TESTO ESTRATTO:
------

Ma c’è nella pandemia un crinale decisivo, che pretende una scelta di campo, il contrario di una neutralità che sarebbe già complice dell’ingiustizia, è il crinale tra l’eguaglianza e la diseguaglianza. Si legge sul Corriere della sera con tutto rilievo “Le fasce povere e medie si stanno ulteriormente impoverendo. La floridità delle fasce più ricche cresce”. L’intera coesione sociale è minacciata e si è fatta esplosiva. La situazione era già intollerabile. Dal 2007 al 2018, la ricchezza media è diminuita, mentre quella del 10% degli italiani più ricchi è più che raddoppiata. Nel 2018 il patrimonio dei 21 italiani più ricchi era eguale al patrimonio complessivo del 20% meno abbiente della popolazione. La pandemia ha ulteriormente aggravato questa aberrante distribuzione del reddito e del patrimonio. Dunque, verrebbe da dire, la patrimoniale è diventata una scelta necessaria.

------

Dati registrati

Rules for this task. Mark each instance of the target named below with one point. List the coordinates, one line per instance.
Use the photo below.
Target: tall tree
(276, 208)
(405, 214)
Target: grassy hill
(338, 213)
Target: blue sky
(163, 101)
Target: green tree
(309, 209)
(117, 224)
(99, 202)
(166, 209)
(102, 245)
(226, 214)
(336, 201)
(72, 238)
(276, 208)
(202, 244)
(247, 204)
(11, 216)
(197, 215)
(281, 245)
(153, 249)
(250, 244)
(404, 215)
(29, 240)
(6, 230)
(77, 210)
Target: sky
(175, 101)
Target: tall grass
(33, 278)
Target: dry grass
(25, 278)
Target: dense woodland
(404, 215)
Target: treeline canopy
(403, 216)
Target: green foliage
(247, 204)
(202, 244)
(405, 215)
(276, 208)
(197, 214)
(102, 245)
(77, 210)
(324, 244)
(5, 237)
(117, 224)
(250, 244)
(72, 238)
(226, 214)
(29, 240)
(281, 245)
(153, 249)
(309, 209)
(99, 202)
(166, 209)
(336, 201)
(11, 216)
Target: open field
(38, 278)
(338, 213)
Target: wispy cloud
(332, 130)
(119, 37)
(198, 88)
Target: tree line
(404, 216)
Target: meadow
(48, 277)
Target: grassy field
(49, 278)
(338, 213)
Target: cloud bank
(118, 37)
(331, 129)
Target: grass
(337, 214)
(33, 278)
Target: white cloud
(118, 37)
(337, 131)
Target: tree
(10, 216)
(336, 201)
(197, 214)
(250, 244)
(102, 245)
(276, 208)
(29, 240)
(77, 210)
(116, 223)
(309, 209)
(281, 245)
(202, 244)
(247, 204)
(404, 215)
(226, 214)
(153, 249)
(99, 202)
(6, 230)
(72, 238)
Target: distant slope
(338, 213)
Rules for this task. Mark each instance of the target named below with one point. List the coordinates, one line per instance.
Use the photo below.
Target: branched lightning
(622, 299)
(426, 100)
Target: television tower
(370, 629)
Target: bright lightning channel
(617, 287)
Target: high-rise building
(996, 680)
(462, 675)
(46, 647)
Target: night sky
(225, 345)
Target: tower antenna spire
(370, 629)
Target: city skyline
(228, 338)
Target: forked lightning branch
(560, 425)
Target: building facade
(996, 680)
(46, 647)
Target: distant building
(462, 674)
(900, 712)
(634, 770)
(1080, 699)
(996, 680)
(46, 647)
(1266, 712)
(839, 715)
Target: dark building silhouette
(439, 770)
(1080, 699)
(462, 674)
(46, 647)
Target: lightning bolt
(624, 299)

------

CONSEGNA DELL'ESERCIZIO: In base al testo estratto, a quale valore era pari nel 2018 il patrimonio dei 21 italiani più ricchi?

RISULTATO DEL COMPITO: Al patrimonio complessivo del 20% meno abbiente della popolazione.